## [What you will do]
Please quote only the lines that start at the one with "Expected behaviour: for every instance of the apartment" and go on to the last line of the data, both ends kept.
▶
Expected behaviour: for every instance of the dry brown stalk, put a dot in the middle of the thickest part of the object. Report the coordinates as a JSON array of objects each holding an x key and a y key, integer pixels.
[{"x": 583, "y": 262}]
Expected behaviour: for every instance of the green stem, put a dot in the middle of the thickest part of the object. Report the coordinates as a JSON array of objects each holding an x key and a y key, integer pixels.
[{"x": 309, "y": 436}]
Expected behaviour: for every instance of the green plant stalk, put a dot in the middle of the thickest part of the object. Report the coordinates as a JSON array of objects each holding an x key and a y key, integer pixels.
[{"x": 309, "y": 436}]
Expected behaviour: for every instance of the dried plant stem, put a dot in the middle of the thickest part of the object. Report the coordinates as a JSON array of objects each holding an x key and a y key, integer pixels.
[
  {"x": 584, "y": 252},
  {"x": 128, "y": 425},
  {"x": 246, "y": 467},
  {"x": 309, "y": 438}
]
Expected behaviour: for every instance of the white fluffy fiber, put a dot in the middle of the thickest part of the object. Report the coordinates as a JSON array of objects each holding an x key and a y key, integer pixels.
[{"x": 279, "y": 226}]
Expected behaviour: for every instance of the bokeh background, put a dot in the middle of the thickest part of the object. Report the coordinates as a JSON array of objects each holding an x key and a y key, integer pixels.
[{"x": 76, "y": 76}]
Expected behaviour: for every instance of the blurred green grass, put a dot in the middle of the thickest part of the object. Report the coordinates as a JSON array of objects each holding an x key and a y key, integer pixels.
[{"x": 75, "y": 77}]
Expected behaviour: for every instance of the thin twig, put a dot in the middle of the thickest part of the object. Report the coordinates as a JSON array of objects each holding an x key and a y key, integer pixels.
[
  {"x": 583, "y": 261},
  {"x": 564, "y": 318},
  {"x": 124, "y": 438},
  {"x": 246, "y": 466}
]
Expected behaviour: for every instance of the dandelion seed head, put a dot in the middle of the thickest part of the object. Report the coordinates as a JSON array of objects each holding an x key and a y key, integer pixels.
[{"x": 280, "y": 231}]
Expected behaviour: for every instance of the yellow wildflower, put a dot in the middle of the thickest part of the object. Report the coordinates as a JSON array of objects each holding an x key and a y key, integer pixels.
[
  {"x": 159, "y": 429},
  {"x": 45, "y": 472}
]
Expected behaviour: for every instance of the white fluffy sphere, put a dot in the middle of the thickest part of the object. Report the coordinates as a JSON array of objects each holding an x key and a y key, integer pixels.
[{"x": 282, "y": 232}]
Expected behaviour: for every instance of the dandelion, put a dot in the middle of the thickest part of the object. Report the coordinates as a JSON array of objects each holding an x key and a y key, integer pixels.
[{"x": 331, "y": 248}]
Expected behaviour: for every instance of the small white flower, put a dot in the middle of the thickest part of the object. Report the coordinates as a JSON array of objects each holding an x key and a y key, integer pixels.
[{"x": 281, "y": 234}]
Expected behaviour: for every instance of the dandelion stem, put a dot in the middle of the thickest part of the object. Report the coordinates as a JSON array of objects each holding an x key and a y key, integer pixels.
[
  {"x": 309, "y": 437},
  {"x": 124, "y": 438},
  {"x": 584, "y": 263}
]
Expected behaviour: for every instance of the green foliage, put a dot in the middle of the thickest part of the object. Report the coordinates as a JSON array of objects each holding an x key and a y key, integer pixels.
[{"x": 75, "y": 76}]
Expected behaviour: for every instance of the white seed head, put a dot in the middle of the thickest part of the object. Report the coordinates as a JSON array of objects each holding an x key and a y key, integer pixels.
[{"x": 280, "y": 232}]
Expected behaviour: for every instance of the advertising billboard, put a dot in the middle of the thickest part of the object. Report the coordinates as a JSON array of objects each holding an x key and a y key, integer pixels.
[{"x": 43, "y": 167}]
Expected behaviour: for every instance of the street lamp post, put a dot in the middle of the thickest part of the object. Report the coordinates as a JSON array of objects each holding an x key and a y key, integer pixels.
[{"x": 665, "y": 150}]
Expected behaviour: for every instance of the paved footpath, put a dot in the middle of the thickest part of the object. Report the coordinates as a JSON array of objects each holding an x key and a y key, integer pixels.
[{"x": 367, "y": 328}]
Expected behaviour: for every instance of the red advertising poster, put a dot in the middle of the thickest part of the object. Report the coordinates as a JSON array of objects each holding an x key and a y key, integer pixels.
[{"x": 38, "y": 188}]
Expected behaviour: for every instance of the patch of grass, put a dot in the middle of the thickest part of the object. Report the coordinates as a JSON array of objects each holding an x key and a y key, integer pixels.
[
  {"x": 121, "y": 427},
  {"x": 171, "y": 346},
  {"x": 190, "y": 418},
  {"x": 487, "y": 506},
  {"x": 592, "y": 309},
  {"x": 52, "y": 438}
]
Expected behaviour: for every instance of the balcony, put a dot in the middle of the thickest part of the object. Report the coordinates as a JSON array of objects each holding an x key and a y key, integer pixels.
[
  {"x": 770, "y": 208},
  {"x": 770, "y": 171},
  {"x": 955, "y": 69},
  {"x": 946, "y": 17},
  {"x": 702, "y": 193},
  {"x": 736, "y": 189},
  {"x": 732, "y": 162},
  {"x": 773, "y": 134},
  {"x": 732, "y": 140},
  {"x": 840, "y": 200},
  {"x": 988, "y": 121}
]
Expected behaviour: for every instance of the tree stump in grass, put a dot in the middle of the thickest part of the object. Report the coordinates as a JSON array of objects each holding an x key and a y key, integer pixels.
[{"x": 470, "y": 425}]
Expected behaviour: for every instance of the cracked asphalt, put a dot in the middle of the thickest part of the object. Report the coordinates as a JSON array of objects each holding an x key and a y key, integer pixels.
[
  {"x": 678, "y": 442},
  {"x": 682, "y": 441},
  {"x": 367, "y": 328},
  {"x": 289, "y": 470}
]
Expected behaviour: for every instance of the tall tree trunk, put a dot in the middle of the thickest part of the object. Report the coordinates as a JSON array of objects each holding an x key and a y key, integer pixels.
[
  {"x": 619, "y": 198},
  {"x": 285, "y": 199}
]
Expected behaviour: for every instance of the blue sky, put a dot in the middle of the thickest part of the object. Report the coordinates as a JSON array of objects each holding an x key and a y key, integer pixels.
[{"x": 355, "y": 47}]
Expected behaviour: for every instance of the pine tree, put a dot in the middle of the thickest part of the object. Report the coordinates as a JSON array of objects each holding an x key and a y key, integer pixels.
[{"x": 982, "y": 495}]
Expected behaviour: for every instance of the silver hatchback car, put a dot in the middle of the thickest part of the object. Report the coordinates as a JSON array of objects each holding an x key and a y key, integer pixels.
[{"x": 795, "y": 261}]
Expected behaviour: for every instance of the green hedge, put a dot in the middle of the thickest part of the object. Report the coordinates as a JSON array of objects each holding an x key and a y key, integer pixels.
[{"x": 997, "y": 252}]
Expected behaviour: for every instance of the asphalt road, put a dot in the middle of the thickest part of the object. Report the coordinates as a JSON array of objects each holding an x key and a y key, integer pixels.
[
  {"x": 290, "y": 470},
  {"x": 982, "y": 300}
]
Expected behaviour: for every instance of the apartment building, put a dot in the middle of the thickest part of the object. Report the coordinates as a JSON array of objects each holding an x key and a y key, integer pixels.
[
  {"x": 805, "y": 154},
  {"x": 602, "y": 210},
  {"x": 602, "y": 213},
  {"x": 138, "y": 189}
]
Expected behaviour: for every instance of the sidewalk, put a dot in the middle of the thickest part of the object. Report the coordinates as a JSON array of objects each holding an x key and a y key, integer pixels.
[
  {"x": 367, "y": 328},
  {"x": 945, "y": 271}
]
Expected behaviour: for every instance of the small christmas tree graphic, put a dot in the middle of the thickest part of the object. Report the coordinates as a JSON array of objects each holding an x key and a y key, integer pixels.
◀
## [Full response]
Expected behaviour: for every instance of the apartment building, put a dot in the middle of the thickest part of the object. Report the coordinates as a JSON array of objects each holding an x key and a y key, integer pixels.
[
  {"x": 805, "y": 154},
  {"x": 602, "y": 210},
  {"x": 602, "y": 213},
  {"x": 138, "y": 189}
]
Expected behaviour: for every instance of the sidewalk, put a dot in the middle of the thickest part of the object. Report the coordinates as a JSON array of objects each holding an x key and a y key, integer pixels.
[
  {"x": 367, "y": 328},
  {"x": 945, "y": 271}
]
Expected behaviour: for every instance of the small christmas tree graphic, put a dot in the middle of the thickest part of the object. Report the coordinates as a JSON array of objects each holding an x key and a y key, integer pixels.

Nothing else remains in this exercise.